Please rewrite the lines starting at the one containing "Audit check: the wooden" and ending at the one containing "460 280 551 305", requests included, and give only those lines. Scale each bounding-box coordinate in the answers by 1.25, rounding to the nearest whole number with halves going up, and leave the request wording unchanged.

## Listed records
-.-.-

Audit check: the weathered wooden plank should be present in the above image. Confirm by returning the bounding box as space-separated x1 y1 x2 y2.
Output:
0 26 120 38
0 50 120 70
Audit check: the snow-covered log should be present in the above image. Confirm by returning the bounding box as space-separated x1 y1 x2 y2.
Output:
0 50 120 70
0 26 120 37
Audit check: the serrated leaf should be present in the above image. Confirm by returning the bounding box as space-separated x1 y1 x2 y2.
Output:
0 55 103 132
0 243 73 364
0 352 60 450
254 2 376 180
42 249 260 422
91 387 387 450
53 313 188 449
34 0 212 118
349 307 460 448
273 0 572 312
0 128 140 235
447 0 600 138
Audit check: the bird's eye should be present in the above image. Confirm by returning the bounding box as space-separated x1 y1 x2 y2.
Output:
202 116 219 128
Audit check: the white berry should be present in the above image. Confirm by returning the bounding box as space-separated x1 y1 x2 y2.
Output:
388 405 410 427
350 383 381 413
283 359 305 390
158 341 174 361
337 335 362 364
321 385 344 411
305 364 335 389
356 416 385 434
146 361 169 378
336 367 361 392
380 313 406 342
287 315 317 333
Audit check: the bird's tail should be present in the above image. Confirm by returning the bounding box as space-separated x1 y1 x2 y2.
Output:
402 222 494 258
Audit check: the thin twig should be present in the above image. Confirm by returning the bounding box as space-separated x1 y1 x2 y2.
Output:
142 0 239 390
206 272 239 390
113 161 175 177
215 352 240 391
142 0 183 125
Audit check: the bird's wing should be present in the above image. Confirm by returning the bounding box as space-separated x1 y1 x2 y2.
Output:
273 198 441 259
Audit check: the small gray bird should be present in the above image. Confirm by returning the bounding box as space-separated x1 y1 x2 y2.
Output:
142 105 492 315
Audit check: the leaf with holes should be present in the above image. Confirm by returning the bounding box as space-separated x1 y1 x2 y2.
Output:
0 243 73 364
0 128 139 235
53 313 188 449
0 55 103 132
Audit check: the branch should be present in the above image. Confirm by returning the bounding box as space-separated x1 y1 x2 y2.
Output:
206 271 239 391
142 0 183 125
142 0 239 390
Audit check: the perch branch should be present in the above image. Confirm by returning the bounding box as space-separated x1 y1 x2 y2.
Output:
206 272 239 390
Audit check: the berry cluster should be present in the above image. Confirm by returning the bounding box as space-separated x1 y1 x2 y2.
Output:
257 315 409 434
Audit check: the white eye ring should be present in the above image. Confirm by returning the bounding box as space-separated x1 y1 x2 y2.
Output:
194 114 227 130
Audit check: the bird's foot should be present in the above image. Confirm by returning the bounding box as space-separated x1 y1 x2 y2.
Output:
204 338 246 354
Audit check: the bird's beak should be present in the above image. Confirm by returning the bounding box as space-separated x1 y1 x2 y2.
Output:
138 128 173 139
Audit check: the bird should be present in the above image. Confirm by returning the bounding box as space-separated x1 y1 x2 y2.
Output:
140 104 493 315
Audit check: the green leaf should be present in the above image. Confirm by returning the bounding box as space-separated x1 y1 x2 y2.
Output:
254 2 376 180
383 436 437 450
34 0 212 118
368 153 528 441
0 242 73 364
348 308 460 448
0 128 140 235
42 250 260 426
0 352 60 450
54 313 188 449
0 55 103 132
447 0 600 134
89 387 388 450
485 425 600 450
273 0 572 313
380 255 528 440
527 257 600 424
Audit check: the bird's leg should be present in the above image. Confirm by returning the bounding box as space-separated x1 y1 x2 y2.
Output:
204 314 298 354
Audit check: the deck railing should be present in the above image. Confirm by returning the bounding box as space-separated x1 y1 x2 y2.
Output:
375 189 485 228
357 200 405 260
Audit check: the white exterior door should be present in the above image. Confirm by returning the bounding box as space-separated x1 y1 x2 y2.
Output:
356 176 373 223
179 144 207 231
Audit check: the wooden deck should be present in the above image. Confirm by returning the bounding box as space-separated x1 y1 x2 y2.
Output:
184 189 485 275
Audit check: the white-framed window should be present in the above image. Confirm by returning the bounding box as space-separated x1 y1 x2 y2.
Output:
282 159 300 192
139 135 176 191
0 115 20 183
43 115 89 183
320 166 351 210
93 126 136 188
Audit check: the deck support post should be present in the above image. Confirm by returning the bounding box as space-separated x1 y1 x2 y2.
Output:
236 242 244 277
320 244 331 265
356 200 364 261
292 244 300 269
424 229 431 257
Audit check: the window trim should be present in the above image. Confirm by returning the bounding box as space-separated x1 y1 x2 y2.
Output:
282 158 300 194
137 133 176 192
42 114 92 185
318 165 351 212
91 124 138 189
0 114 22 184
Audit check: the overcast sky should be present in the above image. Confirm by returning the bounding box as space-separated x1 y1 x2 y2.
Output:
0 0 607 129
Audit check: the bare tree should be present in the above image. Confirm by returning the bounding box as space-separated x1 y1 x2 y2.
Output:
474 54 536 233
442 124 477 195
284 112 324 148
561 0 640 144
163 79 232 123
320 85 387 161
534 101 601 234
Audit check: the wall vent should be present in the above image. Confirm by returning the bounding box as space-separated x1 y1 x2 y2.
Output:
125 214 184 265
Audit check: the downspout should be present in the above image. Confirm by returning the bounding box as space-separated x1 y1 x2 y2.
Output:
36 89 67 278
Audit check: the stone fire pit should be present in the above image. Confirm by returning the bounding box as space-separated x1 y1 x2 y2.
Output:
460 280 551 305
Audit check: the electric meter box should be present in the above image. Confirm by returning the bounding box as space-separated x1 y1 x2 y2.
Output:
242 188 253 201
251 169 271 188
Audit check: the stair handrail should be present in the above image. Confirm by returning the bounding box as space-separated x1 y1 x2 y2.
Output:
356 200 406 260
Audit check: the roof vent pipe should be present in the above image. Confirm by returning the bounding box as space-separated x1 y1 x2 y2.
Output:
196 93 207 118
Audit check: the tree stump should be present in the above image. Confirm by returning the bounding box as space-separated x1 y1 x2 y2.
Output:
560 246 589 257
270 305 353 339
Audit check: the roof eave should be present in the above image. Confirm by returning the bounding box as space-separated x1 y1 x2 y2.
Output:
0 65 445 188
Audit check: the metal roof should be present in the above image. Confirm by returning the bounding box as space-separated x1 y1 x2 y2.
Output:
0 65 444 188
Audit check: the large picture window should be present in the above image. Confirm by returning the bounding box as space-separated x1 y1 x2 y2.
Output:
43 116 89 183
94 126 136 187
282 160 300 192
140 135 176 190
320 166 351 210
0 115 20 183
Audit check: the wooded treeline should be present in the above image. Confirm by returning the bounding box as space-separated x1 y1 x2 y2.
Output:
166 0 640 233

-.-.-

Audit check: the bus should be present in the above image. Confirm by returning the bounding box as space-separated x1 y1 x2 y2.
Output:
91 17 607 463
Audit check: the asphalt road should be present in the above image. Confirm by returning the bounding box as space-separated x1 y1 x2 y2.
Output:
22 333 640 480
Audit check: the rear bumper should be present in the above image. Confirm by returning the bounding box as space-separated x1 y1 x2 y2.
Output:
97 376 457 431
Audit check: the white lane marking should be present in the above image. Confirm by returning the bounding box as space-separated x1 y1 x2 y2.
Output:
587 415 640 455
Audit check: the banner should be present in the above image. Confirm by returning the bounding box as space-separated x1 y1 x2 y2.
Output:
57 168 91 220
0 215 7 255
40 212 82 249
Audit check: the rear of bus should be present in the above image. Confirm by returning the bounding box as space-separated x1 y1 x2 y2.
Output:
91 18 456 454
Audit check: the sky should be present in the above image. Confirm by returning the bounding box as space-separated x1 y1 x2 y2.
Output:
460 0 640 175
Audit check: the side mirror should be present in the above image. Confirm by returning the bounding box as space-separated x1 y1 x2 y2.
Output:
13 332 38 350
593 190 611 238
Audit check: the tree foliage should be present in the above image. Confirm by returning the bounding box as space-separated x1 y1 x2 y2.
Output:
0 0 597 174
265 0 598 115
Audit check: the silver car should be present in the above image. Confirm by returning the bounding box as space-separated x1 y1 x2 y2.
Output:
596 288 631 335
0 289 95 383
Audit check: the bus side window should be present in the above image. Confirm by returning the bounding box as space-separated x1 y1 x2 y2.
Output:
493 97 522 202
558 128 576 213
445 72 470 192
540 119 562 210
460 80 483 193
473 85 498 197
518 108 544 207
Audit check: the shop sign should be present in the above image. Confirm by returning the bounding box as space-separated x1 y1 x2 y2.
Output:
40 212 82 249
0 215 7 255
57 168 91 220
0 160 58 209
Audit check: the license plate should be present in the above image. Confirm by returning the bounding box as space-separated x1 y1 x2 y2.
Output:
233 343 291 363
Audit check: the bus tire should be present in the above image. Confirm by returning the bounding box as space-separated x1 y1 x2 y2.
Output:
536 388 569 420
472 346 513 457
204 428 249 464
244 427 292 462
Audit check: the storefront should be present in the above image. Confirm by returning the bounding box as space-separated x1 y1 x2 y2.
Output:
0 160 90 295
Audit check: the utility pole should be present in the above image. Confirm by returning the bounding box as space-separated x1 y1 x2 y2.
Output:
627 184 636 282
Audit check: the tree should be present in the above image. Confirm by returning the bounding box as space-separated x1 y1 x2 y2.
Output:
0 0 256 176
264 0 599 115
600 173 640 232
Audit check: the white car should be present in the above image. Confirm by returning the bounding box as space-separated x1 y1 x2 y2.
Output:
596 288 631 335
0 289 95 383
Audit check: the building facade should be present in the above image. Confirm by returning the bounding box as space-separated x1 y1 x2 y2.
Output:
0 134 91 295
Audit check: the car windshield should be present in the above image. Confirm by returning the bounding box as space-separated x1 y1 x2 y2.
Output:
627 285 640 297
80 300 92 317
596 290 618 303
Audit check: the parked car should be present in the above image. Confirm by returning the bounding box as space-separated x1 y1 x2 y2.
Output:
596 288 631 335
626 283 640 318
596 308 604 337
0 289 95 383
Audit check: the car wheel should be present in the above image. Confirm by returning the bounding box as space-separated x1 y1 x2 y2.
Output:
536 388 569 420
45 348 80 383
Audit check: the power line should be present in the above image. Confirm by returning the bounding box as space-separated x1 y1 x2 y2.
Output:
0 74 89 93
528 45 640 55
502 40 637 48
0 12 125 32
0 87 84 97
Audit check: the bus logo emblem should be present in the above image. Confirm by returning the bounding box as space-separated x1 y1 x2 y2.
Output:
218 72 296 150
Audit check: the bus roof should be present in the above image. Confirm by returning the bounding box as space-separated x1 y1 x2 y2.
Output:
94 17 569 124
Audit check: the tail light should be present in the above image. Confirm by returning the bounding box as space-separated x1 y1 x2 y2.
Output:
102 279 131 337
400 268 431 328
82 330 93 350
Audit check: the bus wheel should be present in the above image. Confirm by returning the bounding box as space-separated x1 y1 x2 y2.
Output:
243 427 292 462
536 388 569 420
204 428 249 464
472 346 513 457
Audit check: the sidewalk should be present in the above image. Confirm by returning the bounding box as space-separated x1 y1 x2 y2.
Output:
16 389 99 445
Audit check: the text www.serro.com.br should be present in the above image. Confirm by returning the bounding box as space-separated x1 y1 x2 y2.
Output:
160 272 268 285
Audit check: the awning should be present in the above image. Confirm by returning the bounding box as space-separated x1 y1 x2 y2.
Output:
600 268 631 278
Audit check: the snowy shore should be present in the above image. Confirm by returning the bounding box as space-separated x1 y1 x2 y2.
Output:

-.-.-

## Output of the task
Audit check: the wooden deck should be present in the above image. Confirm by returning the bounding box as space-separated x1 y1 x2 y2.
Output:
230 236 606 344
Audit check: the white-framed window should be present in the above image. Confirm by returning the bounding box as space-separated x1 y1 x2 y2.
Output:
353 199 375 240
174 169 220 239
0 144 25 229
54 144 111 229
400 208 439 263
116 158 170 235
Audit check: the deck support post should be present in the above image. Confirm by returning the bounding box as space-separated x1 y1 x2 y2.
Output:
295 303 305 346
400 305 414 331
445 250 455 326
365 305 375 336
530 286 539 321
Audit check: the window trim should be present in the above image. Confirm by returning the bounding box as space-separated x1 y1 x2 y2.
Output:
353 198 375 243
171 166 220 240
53 143 115 231
398 206 439 265
114 155 173 236
0 143 28 230
Audit check: the overcast sky should be present in the above image. Confirm by returning the bounding box as space-separated x1 y1 x2 y2.
Output:
0 0 759 161
Audit check: the bare tree should be present in the above image. Confirm by returning the bounding box as space-separated x1 y1 x2 y2.
Output:
593 68 670 291
553 155 596 244
355 140 405 185
701 0 800 180
204 99 290 154
400 106 484 201
668 126 751 293
Audit check: the wall vent should be present in the above image. Confirm by returning the bounding box as space-separated x1 y1 x2 y2.
Output:
156 268 230 331
Audit check: the downspout should be present in the above image. Confirm by returning the bounding box as space-separated x1 y1 x2 y2.
Output:
45 111 84 348
Audit check: the stone fire pit should be present in the above image. Confirm by returning the bounding box as space-separated x1 y1 x2 y2.
Output:
575 350 689 381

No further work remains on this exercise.